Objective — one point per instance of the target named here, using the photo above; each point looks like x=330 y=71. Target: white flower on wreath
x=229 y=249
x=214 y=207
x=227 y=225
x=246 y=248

WHAT TO WORK ON: Write out the data above again, line for line, with no changes.

EXERCISE RESPONSE:
Objective — one point per instance of the target named here, using the photo above; each point looks like x=330 y=71. Target: white flower on wreath
x=229 y=249
x=214 y=207
x=227 y=225
x=246 y=248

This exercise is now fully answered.